EXERCISE DIRECTIONS: Output every line of the material below as a numbered list, omitting any blank lines.
#### MATERIAL SHOWN
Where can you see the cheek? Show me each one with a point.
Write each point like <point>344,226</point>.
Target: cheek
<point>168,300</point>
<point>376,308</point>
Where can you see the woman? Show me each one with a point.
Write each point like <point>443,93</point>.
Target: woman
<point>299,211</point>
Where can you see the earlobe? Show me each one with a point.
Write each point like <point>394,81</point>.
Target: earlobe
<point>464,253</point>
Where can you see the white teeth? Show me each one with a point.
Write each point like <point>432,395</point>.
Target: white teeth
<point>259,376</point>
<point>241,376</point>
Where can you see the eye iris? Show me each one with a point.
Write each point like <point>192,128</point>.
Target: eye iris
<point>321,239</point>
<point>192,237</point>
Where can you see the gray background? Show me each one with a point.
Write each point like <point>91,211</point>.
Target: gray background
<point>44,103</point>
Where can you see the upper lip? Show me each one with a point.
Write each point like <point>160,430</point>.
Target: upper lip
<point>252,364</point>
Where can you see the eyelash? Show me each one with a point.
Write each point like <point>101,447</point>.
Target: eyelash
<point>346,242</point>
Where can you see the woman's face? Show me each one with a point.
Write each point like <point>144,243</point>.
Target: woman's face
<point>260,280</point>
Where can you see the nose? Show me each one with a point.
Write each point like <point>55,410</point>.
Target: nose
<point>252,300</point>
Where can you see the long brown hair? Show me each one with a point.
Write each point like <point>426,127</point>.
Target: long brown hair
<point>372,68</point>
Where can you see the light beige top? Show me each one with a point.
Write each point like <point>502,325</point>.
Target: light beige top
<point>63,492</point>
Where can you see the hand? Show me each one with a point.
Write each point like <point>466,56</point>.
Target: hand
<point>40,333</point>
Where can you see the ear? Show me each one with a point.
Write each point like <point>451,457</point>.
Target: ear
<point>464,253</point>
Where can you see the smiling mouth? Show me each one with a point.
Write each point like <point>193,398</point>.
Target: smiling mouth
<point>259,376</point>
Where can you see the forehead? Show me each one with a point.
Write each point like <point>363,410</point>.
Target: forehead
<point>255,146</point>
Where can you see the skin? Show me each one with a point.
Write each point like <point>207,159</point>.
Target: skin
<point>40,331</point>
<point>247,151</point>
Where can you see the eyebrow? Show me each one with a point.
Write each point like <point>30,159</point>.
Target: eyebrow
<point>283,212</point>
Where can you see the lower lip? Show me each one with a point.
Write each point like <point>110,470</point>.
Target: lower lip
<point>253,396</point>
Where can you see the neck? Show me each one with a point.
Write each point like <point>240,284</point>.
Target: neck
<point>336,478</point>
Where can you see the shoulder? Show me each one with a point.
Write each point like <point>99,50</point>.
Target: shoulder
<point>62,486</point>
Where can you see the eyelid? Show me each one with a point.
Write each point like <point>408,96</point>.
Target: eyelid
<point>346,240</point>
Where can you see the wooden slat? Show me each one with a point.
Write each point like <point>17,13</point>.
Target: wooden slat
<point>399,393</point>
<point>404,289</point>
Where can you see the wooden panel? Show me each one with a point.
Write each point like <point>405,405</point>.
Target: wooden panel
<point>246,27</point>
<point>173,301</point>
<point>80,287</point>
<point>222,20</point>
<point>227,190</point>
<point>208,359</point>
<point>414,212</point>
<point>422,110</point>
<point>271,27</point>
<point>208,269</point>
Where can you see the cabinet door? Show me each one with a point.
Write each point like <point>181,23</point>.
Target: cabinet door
########
EXPECTED ANSWER:
1. Where can you see the cheek? Show me each one with a point.
2. Write each point like <point>344,226</point>.
3. Target: cheek
4. <point>168,300</point>
5. <point>376,308</point>
6. Where can you see the woman? Show me each one with a point.
7. Write each point like <point>443,93</point>.
8. Target: woman
9. <point>299,211</point>
10. Where can you see the earlobe? Show me each one with a point.
11. Write each point like <point>394,81</point>.
12. Target: earlobe
13. <point>464,253</point>
14. Where can you see the white teeth? Show me each one with a point.
15. Write each point like <point>432,395</point>.
16. Target: white teeth
17. <point>259,376</point>
18. <point>241,376</point>
19. Where can you see the eye iris? Show me each one with a point.
20. Write each point like <point>192,128</point>.
21. Target: eye iris
22. <point>321,239</point>
23. <point>192,237</point>
24. Where can you see the gray background? Show me each one with a point.
25. Write each point like <point>91,211</point>.
26. Target: gray background
27. <point>44,103</point>
28. Where can you see the upper lip? Show me each one with a point.
29. Write each point like <point>160,430</point>.
30. Target: upper lip
31. <point>252,364</point>
32. Where can you see the eyelash? Show me each one with a point.
33. Write each point like <point>101,447</point>.
34. Target: eyelash
35. <point>346,242</point>
36. Where can you see the woman's face? Show me each one with a point.
37. Write each point like <point>144,243</point>.
38. Target: woman's face
39. <point>260,280</point>
40. Where can you see the nose? Show me each one with a point.
41. Write each point like <point>55,410</point>.
42. Target: nose
43. <point>252,300</point>
44. Where can you see the long brown hair? Show me each one with a point.
45. Write each point like <point>426,127</point>.
46. Target: long brown hair
47. <point>372,68</point>
48. Where can you see the light beige top? Show me each one with a point.
49. Write each point like <point>502,325</point>.
50. Target: light beige top
51. <point>63,492</point>
52. Where can you see the hand? Show me each one with a point.
53. Write each point like <point>466,56</point>.
54. Target: hand
55. <point>40,333</point>
56. Where can you see the ear? Show me each one with a point.
57. Write each point like <point>451,457</point>.
58. Target: ear
59. <point>464,253</point>
60. Where can you see the smiling mouth? Show me each one with a point.
61. Write each point like <point>193,398</point>.
62. Target: smiling mouth
63. <point>259,376</point>
64. Where can you see the forehead? Show me each one with a point.
65. Write each point like <point>363,410</point>.
66. Target: forehead
67. <point>255,146</point>
68. Where can you see the skin? Show me each one with a point.
69. Write each point like <point>207,159</point>.
70. Target: skin
71. <point>40,331</point>
72. <point>247,151</point>
73. Where can you see the eyebrow? Show me each one with a point.
74. Write each point like <point>30,159</point>.
75. Target: eyebrow
76. <point>283,212</point>
77. Where can you see the lower lip? Show me each one with a point.
78. Write each point like <point>110,470</point>.
79. Target: lower lip
80. <point>253,396</point>
81. Where can you see the neck? Show me each one with a point.
82. Write each point like <point>240,284</point>.
83. Target: neck
84. <point>336,478</point>
85. Where can you see the shoulder? Show me each one with a point.
86. Write each point like <point>99,50</point>.
87. Target: shoulder
88. <point>62,486</point>
89. Where can you see the eyelid? Show me each one with a point.
90. Write each point like <point>408,96</point>.
91. Target: eyelid
92. <point>346,240</point>
93. Where can you see the wooden slat? Show me each one with a point.
94. Write each point like <point>17,13</point>.
95. Target: wooden slat
96. <point>399,393</point>
97. <point>404,289</point>
98. Where can you see the wooden panel? Show me each one with a point.
99. Write each point like <point>405,405</point>.
100. Target: wooden panel
101. <point>246,27</point>
102. <point>173,301</point>
103. <point>80,287</point>
104. <point>222,20</point>
105. <point>227,190</point>
106. <point>208,359</point>
107. <point>414,212</point>
108. <point>422,110</point>
109. <point>271,27</point>
110. <point>208,269</point>
111. Where can you see the cabinet door? Show me each one with a point.
112. Write each point like <point>181,23</point>.
113. Target: cabinet door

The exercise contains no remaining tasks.